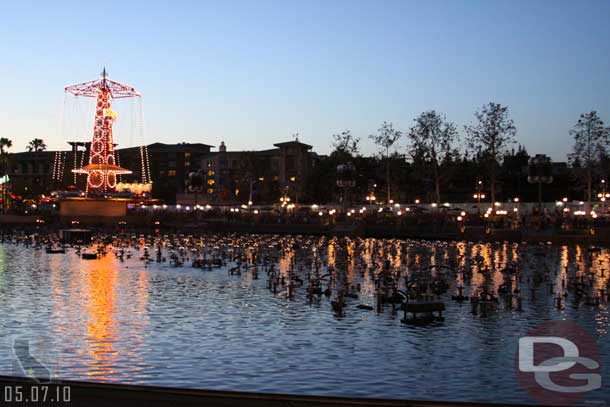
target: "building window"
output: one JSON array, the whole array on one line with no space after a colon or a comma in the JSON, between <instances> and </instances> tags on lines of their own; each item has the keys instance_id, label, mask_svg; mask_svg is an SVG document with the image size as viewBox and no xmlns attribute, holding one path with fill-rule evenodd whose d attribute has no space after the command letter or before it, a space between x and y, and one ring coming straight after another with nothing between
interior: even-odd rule
<instances>
[{"instance_id":1,"label":"building window","mask_svg":"<svg viewBox=\"0 0 610 407\"><path fill-rule=\"evenodd\" d=\"M286 171L294 171L296 168L296 161L294 156L286 157Z\"/></svg>"},{"instance_id":2,"label":"building window","mask_svg":"<svg viewBox=\"0 0 610 407\"><path fill-rule=\"evenodd\" d=\"M175 177L176 176L176 170L169 170L169 171L167 171L167 176L168 177Z\"/></svg>"}]
</instances>

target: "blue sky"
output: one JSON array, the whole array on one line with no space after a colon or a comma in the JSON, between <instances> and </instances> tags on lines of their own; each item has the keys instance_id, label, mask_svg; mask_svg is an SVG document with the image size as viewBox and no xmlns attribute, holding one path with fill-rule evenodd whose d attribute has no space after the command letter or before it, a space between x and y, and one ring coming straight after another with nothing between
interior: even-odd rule
<instances>
[{"instance_id":1,"label":"blue sky","mask_svg":"<svg viewBox=\"0 0 610 407\"><path fill-rule=\"evenodd\" d=\"M608 21L610 1L3 2L0 136L63 148L64 87L106 66L143 94L148 142L299 132L327 153L350 129L369 153L384 120L462 128L493 100L530 153L564 160L580 113L610 122Z\"/></svg>"}]
</instances>

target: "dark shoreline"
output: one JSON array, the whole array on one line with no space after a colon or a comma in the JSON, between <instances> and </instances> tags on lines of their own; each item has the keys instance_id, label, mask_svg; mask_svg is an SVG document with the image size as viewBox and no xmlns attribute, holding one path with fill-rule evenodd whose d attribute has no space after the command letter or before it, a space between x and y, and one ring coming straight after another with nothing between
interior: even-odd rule
<instances>
[{"instance_id":1,"label":"dark shoreline","mask_svg":"<svg viewBox=\"0 0 610 407\"><path fill-rule=\"evenodd\" d=\"M53 405L53 406L206 406L206 407L330 407L330 406L360 406L360 407L517 407L533 406L533 404L511 403L470 403L451 401L397 400L355 397L306 396L276 393L253 393L220 390L181 389L174 387L142 386L115 383L96 383L73 380L60 380L52 383L36 383L23 377L0 376L0 387L4 397L5 388L15 393L15 386L21 386L23 394L21 402L2 400L3 405ZM69 386L70 401L57 402L47 399L46 402L24 402L32 394L32 387L38 389L47 386L48 397ZM36 391L36 389L34 390ZM42 391L38 392L42 394ZM13 396L14 397L14 396ZM537 405L542 406L542 405Z\"/></svg>"},{"instance_id":2,"label":"dark shoreline","mask_svg":"<svg viewBox=\"0 0 610 407\"><path fill-rule=\"evenodd\" d=\"M428 229L428 230L427 230ZM201 225L184 225L176 228L181 232L212 233L252 233L278 235L313 235L313 236L347 236L384 239L413 239L430 241L467 241L467 242L511 242L511 243L548 243L552 244L586 244L610 247L610 229L598 230L595 235L585 233L566 233L553 231L515 231L496 229L486 233L483 227L467 227L464 233L457 231L431 231L432 225L420 225L418 228L393 228L380 225L354 228L328 227L307 224L243 224L231 222L206 222Z\"/></svg>"},{"instance_id":3,"label":"dark shoreline","mask_svg":"<svg viewBox=\"0 0 610 407\"><path fill-rule=\"evenodd\" d=\"M58 232L75 227L58 218L47 218L44 224L36 223L34 216L0 215L0 230ZM162 219L163 220L163 219ZM88 228L103 233L144 233L144 234L206 234L206 233L246 233L264 235L309 235L339 236L385 239L413 239L430 241L467 241L467 242L510 242L510 243L552 243L585 244L610 247L610 225L595 228L595 233L586 230L564 231L557 228L533 229L486 229L481 225L466 225L459 231L455 225L420 223L413 225L396 224L354 224L337 223L333 225L318 223L254 223L230 220L168 219L155 225L149 217L128 216L126 226L119 226L117 220L82 220L76 227Z\"/></svg>"}]
</instances>

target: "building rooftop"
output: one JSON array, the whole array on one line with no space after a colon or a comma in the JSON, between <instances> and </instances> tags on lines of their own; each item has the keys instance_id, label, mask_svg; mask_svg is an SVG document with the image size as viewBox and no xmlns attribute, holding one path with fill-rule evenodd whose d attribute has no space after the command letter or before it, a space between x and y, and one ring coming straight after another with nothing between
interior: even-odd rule
<instances>
[{"instance_id":1,"label":"building rooftop","mask_svg":"<svg viewBox=\"0 0 610 407\"><path fill-rule=\"evenodd\" d=\"M188 150L188 149L192 149L192 148L205 148L205 149L209 149L213 146L209 145L209 144L204 144L204 143L176 143L176 144L165 144L165 143L152 143L148 145L148 149L152 150L173 150L173 151L180 151L180 150Z\"/></svg>"},{"instance_id":2,"label":"building rooftop","mask_svg":"<svg viewBox=\"0 0 610 407\"><path fill-rule=\"evenodd\" d=\"M308 150L311 150L313 148L313 146L310 146L309 144L301 143L299 141L299 139L296 139L293 141L285 141L283 143L276 143L276 144L274 144L274 146L276 146L276 147L301 146L301 147L306 147Z\"/></svg>"}]
</instances>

§ **ACTIVITY**
Write out the entries above verbatim; the pictures do not belong in your copy.

§ **WRITTEN ANSWER**
target: "building window"
output: one JSON array, the whole array on one line with no space after a colon or a comma in the JSON, between <instances> and </instances> tags on lines of their own; each item has the keys instance_id, label, mask_svg; mask_svg is an SVG document with the image size as viewBox and no xmlns attribute, holding one path with fill-rule evenodd whose d attribute has no space after the command letter or before it, a space between x and y, and one ring coming straight after another with nothing between
interior: even-odd rule
<instances>
[{"instance_id":1,"label":"building window","mask_svg":"<svg viewBox=\"0 0 610 407\"><path fill-rule=\"evenodd\" d=\"M286 171L294 171L296 168L296 161L294 156L286 157Z\"/></svg>"},{"instance_id":2,"label":"building window","mask_svg":"<svg viewBox=\"0 0 610 407\"><path fill-rule=\"evenodd\" d=\"M175 177L176 176L176 170L169 170L169 171L167 171L167 176L168 177Z\"/></svg>"}]
</instances>

target: "blue sky"
output: one JSON array, the whole array on one line with no space after a colon or a comma in the JSON, between <instances> and </instances> tags on lines of their own; each item has the keys instance_id, label, mask_svg; mask_svg is an SVG document with the image size as viewBox and no xmlns attribute, holding one path with fill-rule evenodd whose d attribute has no space after the command letter or before it, a space between x and y, and one ring coming straight after another with nothing between
interior: even-odd rule
<instances>
[{"instance_id":1,"label":"blue sky","mask_svg":"<svg viewBox=\"0 0 610 407\"><path fill-rule=\"evenodd\" d=\"M608 21L610 1L3 2L0 136L63 148L64 87L106 66L143 94L148 142L299 132L327 153L350 129L369 153L384 120L462 128L493 100L530 153L564 160L580 113L610 122Z\"/></svg>"}]
</instances>

target: "dark shoreline"
output: one JSON array, the whole array on one line with no space after a colon or a comma in the JSON, between <instances> and </instances> tags on lines of their own; each item has the keys instance_id, label, mask_svg; mask_svg is an SVG document with the image size as viewBox and no xmlns attribute, holding one path with fill-rule evenodd whose d attribute has no space after the command letter or before it, a space between x and y, and one ring coming straight after another with nothing between
interior: even-odd rule
<instances>
[{"instance_id":1,"label":"dark shoreline","mask_svg":"<svg viewBox=\"0 0 610 407\"><path fill-rule=\"evenodd\" d=\"M53 405L53 406L206 406L206 407L330 407L330 406L360 406L360 407L517 407L533 406L533 404L511 403L470 403L451 401L397 400L355 397L306 396L276 393L253 393L220 390L181 389L174 387L142 386L115 383L96 383L73 380L60 380L52 383L36 383L23 377L0 376L0 387L4 397L5 388L15 393L15 386L21 386L23 394L21 402L2 400L3 405ZM69 386L70 401L57 402L47 399L46 402L24 402L32 394L32 387L38 389L47 386L48 397ZM36 391L36 389L34 390ZM42 391L38 392L42 394ZM13 396L14 397L14 396ZM537 405L542 406L542 405Z\"/></svg>"},{"instance_id":2,"label":"dark shoreline","mask_svg":"<svg viewBox=\"0 0 610 407\"><path fill-rule=\"evenodd\" d=\"M428 229L428 230L427 230ZM201 225L184 225L176 228L181 232L212 233L252 233L278 235L313 235L313 236L347 236L384 239L413 239L430 241L467 241L467 242L511 242L511 243L548 243L552 244L586 244L610 247L610 229L598 230L595 235L585 233L566 233L553 231L515 231L496 229L486 233L483 227L467 227L464 233L457 231L431 231L432 225L420 225L418 228L393 228L380 225L354 228L328 227L307 224L243 224L231 222L206 222Z\"/></svg>"},{"instance_id":3,"label":"dark shoreline","mask_svg":"<svg viewBox=\"0 0 610 407\"><path fill-rule=\"evenodd\" d=\"M58 232L75 227L58 218L47 218L44 224L36 223L34 216L0 215L0 230ZM162 219L163 220L163 219ZM88 228L103 233L144 233L144 234L206 234L206 233L246 233L264 235L309 235L339 236L385 239L413 239L430 241L467 241L467 242L510 242L510 243L552 243L585 244L610 247L610 225L595 228L595 233L586 230L564 231L557 228L533 229L486 229L481 225L466 225L459 231L455 225L420 223L413 225L396 224L354 224L337 223L333 225L318 223L254 223L230 220L168 219L155 225L149 217L128 216L126 226L119 226L117 220L82 220L76 227Z\"/></svg>"}]
</instances>

target: "building rooftop"
output: one JSON array, the whole array on one line with no space after a colon or a comma in the JSON, between <instances> and </instances> tags on lines of their own; each item has the keys instance_id, label, mask_svg; mask_svg is an SVG document with the image size as viewBox and no xmlns attribute, holding one path with fill-rule evenodd whose d attribute has no space after the command letter or before it, a space between x and y, and one ring coming straight after another with nothing between
interior: even-odd rule
<instances>
[{"instance_id":1,"label":"building rooftop","mask_svg":"<svg viewBox=\"0 0 610 407\"><path fill-rule=\"evenodd\" d=\"M188 150L188 149L192 149L192 148L205 148L205 149L209 149L213 146L209 145L209 144L204 144L204 143L176 143L176 144L165 144L165 143L152 143L148 145L148 149L152 150L173 150L173 151L180 151L180 150Z\"/></svg>"},{"instance_id":2,"label":"building rooftop","mask_svg":"<svg viewBox=\"0 0 610 407\"><path fill-rule=\"evenodd\" d=\"M308 150L311 150L313 148L313 146L310 146L309 144L301 143L299 141L299 139L296 139L293 141L285 141L283 143L276 143L276 144L274 144L274 146L276 146L276 147L301 146L301 147L306 147Z\"/></svg>"}]
</instances>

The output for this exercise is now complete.